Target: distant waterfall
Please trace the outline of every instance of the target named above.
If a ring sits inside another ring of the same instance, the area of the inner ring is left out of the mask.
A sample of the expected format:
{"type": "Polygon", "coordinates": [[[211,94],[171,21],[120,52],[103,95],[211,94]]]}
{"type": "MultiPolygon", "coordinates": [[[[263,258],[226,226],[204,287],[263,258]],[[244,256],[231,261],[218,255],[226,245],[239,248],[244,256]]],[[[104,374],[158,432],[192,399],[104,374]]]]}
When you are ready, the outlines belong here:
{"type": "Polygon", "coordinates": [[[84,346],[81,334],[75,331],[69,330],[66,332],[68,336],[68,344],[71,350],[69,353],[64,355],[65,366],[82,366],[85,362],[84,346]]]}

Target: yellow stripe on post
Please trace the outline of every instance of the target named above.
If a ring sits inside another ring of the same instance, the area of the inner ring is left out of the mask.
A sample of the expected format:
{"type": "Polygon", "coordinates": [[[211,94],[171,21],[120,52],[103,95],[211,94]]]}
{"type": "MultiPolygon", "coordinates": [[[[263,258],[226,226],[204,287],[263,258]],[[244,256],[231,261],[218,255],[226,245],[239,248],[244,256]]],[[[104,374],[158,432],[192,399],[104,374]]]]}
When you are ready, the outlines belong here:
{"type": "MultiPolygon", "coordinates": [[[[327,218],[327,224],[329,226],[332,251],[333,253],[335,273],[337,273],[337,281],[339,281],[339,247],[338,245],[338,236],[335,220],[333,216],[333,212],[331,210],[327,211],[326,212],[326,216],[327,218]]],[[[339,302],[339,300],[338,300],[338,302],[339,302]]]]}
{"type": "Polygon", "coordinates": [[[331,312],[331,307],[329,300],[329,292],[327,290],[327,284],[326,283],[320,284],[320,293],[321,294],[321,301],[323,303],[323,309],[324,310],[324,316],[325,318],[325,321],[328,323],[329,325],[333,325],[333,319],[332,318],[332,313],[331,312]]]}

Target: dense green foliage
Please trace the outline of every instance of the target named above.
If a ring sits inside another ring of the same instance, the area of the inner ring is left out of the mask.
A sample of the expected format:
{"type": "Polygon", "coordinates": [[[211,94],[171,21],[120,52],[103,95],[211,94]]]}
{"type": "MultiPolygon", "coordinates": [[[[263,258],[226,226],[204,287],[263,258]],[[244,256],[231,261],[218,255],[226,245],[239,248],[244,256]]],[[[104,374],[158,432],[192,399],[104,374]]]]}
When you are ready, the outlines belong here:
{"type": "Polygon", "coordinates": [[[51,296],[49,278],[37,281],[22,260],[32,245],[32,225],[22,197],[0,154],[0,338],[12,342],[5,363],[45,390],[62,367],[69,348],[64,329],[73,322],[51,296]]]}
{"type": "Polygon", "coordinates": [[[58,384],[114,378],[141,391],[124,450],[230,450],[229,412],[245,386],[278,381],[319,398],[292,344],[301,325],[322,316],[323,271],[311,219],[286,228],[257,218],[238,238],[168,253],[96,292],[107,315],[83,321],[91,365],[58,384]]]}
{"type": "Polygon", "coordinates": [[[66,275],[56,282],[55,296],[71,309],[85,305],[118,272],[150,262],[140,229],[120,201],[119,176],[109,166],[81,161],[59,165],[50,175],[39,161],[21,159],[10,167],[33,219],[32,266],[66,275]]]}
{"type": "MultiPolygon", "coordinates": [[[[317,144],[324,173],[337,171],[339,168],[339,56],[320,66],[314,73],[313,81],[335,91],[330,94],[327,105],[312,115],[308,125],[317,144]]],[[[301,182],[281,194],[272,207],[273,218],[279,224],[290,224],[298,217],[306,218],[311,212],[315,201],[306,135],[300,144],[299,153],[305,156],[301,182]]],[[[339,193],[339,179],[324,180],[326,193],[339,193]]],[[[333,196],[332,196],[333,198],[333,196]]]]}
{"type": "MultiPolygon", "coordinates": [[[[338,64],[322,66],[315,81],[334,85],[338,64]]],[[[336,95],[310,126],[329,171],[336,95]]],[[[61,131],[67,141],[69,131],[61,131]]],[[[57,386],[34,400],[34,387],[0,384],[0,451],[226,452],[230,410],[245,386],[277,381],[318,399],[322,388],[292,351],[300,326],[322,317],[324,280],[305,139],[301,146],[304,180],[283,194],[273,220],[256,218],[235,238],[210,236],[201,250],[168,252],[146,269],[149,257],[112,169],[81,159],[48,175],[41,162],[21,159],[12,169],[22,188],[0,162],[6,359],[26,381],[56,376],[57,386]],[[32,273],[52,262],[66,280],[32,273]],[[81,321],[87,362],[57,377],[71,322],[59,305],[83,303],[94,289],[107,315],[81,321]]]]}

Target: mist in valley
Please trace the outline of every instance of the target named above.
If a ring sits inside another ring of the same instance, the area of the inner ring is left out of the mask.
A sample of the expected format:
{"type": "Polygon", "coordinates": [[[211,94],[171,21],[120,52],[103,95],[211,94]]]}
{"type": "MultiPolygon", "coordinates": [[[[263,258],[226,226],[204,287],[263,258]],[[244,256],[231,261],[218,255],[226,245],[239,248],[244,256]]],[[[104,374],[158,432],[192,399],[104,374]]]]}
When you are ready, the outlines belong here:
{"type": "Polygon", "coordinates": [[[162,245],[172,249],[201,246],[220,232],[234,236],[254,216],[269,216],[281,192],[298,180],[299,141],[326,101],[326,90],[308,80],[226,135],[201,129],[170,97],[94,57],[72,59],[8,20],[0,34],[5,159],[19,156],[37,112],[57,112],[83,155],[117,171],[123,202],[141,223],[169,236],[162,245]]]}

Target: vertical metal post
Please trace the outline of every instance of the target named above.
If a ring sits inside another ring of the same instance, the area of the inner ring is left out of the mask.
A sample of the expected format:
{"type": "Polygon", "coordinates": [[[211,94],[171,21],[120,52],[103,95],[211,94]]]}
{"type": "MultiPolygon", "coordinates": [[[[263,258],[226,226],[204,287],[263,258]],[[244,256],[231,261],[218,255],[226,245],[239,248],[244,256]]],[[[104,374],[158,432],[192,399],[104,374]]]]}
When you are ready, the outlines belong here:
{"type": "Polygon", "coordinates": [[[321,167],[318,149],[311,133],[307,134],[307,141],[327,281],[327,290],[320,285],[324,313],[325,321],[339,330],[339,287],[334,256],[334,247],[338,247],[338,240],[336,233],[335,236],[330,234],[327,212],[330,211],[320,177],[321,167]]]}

****

— GIVEN INSTRUCTION —
Can you write out the material again, starting with the line containing "Target: mist in valley" and going on through its end, with only the coordinates in the traced outlines scaled by 2.55? Round each to a whole number, with halves going up, and leave the requests and their format samples unchanged.

— RESULT OF THIS EXERCISE —
Target: mist in valley
Please trace the outline of every instance of the target named above.
If a ring sits inside another ring of the same instance, the area of the inner ring is left out of the mask.
A sample of the expected format:
{"type": "Polygon", "coordinates": [[[211,94],[171,21],[120,52],[103,95],[211,94]]]}
{"type": "MultiPolygon", "coordinates": [[[[263,258],[226,226],[204,287],[263,258]],[[244,256],[231,261],[218,255],[226,245],[239,248],[244,256]]],[[[104,374],[158,432],[192,399],[104,374]]]]}
When you are ready, the outlines belong here:
{"type": "Polygon", "coordinates": [[[413,625],[439,635],[513,627],[561,592],[597,602],[648,551],[686,551],[717,490],[760,459],[762,360],[831,258],[831,230],[785,204],[576,344],[513,329],[434,247],[240,145],[184,150],[20,51],[0,87],[13,405],[48,398],[94,286],[145,286],[212,395],[298,436],[314,515],[360,569],[431,602],[413,625]]]}

Target: vertical metal post
Please trace the outline of every instance of the target named above.
If a ring sits inside another ring of the same instance, the area of the inner ring is left out of the mask.
A sample of the expected format:
{"type": "Polygon", "coordinates": [[[211,94],[171,21],[120,52],[103,95],[211,94]]]}
{"type": "MultiPolygon", "coordinates": [[[[263,258],[226,226],[204,287],[263,258]],[[244,256],[231,261],[218,255],[226,245],[239,248],[244,256]]],[[[104,374],[158,432],[192,399],[104,374]]]]}
When you are ready, the outlines belong here:
{"type": "Polygon", "coordinates": [[[819,426],[811,380],[793,339],[783,342],[783,360],[834,717],[834,740],[816,727],[826,798],[829,819],[864,842],[864,732],[852,653],[852,630],[862,630],[862,612],[857,594],[854,602],[842,597],[834,541],[842,538],[816,451],[819,426]]]}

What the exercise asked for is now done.